- [EXERCISE] Put every entry below into a two-column CSV with the columns "prompt" and "completion", one row per entry. Place each entry's text and its answer in a single quoted field each, with line breaks replaced by spaces.

[Records from a data source]
****************
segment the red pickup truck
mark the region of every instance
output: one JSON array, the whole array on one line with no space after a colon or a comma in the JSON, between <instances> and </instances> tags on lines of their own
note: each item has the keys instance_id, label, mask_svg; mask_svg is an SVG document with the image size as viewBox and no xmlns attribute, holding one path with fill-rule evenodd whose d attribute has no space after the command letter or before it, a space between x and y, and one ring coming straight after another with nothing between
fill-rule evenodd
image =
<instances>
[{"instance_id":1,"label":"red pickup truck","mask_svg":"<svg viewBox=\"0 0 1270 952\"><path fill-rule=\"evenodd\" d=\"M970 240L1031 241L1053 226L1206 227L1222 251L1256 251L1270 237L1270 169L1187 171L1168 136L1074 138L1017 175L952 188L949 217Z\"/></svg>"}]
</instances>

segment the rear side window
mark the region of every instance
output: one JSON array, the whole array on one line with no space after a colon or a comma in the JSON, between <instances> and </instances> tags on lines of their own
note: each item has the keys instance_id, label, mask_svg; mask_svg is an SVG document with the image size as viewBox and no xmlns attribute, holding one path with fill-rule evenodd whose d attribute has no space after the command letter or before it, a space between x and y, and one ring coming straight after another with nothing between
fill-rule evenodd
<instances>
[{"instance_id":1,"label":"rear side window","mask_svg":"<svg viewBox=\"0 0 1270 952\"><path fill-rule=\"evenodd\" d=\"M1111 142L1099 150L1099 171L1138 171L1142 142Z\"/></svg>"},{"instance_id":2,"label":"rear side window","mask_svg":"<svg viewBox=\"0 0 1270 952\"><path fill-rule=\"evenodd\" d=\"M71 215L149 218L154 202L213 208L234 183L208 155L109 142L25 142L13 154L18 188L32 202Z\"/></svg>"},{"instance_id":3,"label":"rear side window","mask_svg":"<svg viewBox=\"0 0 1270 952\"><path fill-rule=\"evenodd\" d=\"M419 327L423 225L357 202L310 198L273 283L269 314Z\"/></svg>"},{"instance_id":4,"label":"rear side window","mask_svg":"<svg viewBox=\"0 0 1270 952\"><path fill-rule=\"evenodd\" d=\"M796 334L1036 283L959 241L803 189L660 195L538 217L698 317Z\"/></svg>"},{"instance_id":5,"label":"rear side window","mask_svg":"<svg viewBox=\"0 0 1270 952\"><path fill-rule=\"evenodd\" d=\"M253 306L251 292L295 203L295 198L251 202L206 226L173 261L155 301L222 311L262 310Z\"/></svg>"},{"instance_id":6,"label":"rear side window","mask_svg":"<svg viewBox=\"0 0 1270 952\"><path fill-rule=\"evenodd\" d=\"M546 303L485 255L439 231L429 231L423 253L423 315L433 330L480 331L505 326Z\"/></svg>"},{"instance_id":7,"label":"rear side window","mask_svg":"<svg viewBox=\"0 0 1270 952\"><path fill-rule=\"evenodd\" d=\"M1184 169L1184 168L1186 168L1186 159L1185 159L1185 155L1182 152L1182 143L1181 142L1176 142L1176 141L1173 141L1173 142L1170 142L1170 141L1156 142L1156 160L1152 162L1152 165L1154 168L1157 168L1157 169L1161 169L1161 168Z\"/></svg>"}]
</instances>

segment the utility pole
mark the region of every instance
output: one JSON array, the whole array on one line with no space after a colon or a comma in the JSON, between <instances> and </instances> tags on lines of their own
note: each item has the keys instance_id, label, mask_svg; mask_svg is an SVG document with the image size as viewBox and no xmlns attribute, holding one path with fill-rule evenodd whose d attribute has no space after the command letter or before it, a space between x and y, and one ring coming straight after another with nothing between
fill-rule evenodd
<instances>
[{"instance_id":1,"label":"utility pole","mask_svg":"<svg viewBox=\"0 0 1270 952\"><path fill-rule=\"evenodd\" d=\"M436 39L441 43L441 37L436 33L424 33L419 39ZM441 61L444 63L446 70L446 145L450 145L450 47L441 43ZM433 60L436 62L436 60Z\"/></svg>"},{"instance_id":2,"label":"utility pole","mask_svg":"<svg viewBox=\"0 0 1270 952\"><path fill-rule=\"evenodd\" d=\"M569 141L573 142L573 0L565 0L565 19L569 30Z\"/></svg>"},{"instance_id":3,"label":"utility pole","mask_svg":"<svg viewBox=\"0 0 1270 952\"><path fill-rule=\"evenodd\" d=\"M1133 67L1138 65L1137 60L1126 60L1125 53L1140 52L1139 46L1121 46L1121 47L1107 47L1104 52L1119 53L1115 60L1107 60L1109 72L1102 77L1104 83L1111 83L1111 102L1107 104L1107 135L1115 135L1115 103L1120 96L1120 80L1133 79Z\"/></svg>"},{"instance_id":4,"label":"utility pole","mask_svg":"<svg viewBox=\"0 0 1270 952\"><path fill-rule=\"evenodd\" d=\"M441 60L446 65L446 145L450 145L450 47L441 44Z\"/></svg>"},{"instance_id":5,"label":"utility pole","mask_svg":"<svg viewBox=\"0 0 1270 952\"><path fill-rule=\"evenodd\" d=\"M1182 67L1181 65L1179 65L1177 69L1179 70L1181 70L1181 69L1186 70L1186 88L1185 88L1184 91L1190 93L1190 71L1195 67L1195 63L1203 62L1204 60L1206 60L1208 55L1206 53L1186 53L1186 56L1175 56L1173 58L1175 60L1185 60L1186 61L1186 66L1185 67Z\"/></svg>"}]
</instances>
****************
- [TASK ANSWER]
prompt,completion
"segment the red pickup truck mark the region of every instance output: one JSON array, the whole array on one line with no space after a colon or a comma in the JSON, between <instances> and </instances> tags on lines of their own note: each item has the keys instance_id, label, mask_svg; mask_svg is an SVG document with the image size as viewBox and no xmlns attribute, holding one path with fill-rule evenodd whose d attribute has no space after the command letter or before it, a space between x and y, and one ring coming straight after another with nothing between fill-rule evenodd image =","<instances> [{""instance_id"":1,""label"":""red pickup truck"",""mask_svg"":""<svg viewBox=\""0 0 1270 952\""><path fill-rule=\""evenodd\"" d=\""M970 240L1031 241L1053 226L1206 227L1222 251L1256 251L1270 237L1270 169L1187 171L1168 136L1074 138L1017 175L952 188L949 217Z\""/></svg>""}] </instances>"
"segment the rear side window mark the region of every instance output: one JSON array, the whole array on one line with no space after a colon or a comma in the JSON, between <instances> and </instances> tags on lines of their own note: each item has the keys instance_id, label, mask_svg; mask_svg is an SVG document with the image size as viewBox and no xmlns attribute, holding one path with fill-rule evenodd whose d attribute has no space after the command letter or before it, a space between x and y, and one ring coming straight after another with nothing between fill-rule evenodd","<instances> [{""instance_id"":1,""label"":""rear side window"",""mask_svg"":""<svg viewBox=\""0 0 1270 952\""><path fill-rule=\""evenodd\"" d=\""M1111 142L1099 150L1099 171L1138 171L1142 142Z\""/></svg>""},{""instance_id"":2,""label"":""rear side window"",""mask_svg"":""<svg viewBox=\""0 0 1270 952\""><path fill-rule=\""evenodd\"" d=\""M71 215L149 218L154 202L213 208L234 183L208 155L109 142L25 142L13 154L18 188L32 202Z\""/></svg>""},{""instance_id"":3,""label"":""rear side window"",""mask_svg"":""<svg viewBox=\""0 0 1270 952\""><path fill-rule=\""evenodd\"" d=\""M419 327L423 225L357 202L310 198L273 283L269 314Z\""/></svg>""},{""instance_id"":4,""label"":""rear side window"",""mask_svg"":""<svg viewBox=\""0 0 1270 952\""><path fill-rule=\""evenodd\"" d=\""M796 334L1036 283L959 241L803 189L660 195L538 217L698 317Z\""/></svg>""},{""instance_id"":5,""label"":""rear side window"",""mask_svg"":""<svg viewBox=\""0 0 1270 952\""><path fill-rule=\""evenodd\"" d=\""M253 306L251 292L295 203L295 198L251 202L206 226L173 261L155 301L222 311L262 310Z\""/></svg>""},{""instance_id"":6,""label"":""rear side window"",""mask_svg"":""<svg viewBox=\""0 0 1270 952\""><path fill-rule=\""evenodd\"" d=\""M546 303L485 255L439 231L429 231L423 253L423 315L433 330L480 331L505 326Z\""/></svg>""},{""instance_id"":7,""label"":""rear side window"",""mask_svg"":""<svg viewBox=\""0 0 1270 952\""><path fill-rule=\""evenodd\"" d=\""M1184 169L1184 168L1186 168L1186 159L1185 159L1185 155L1182 152L1182 143L1181 142L1176 142L1176 141L1173 141L1173 142L1170 142L1170 141L1156 142L1156 160L1152 162L1152 165L1154 168L1157 168L1157 169L1161 169L1161 168Z\""/></svg>""}] </instances>"
"segment the utility pole mark the region of every instance output: one JSON array, the whole array on one line with no space after a colon or a comma in the JSON, between <instances> and </instances> tags on lines of their own note: each item has the keys instance_id, label, mask_svg; mask_svg is an SVG document with the image size as viewBox and no xmlns attribute, holding one path with fill-rule evenodd whose d attribute has no space after the command letter or before it, a space between x and y, and one ring coming straight after another with nothing between fill-rule evenodd","<instances> [{""instance_id"":1,""label"":""utility pole"",""mask_svg"":""<svg viewBox=\""0 0 1270 952\""><path fill-rule=\""evenodd\"" d=\""M436 39L441 43L441 37L436 33L424 33L419 39ZM441 61L444 63L446 70L446 145L450 145L450 47L441 43ZM433 60L436 62L436 60Z\""/></svg>""},{""instance_id"":2,""label"":""utility pole"",""mask_svg"":""<svg viewBox=\""0 0 1270 952\""><path fill-rule=\""evenodd\"" d=\""M569 141L573 142L573 0L565 0L565 19L569 30Z\""/></svg>""},{""instance_id"":3,""label"":""utility pole"",""mask_svg"":""<svg viewBox=\""0 0 1270 952\""><path fill-rule=\""evenodd\"" d=\""M1133 67L1138 65L1137 60L1126 60L1125 53L1140 52L1139 46L1121 46L1121 47L1107 47L1104 52L1119 53L1115 60L1107 60L1109 72L1102 77L1104 83L1111 83L1111 102L1107 104L1107 135L1115 135L1115 103L1120 96L1120 80L1133 79Z\""/></svg>""},{""instance_id"":4,""label"":""utility pole"",""mask_svg"":""<svg viewBox=\""0 0 1270 952\""><path fill-rule=\""evenodd\"" d=\""M441 60L446 65L446 145L450 145L450 47L441 44Z\""/></svg>""},{""instance_id"":5,""label"":""utility pole"",""mask_svg"":""<svg viewBox=\""0 0 1270 952\""><path fill-rule=\""evenodd\"" d=\""M1182 67L1181 65L1179 65L1177 69L1179 70L1181 70L1181 69L1186 70L1186 88L1185 88L1184 91L1190 93L1190 71L1195 67L1195 63L1203 62L1204 60L1206 60L1208 55L1206 53L1186 53L1186 56L1175 56L1173 58L1175 60L1185 60L1186 61L1186 66L1185 67Z\""/></svg>""}] </instances>"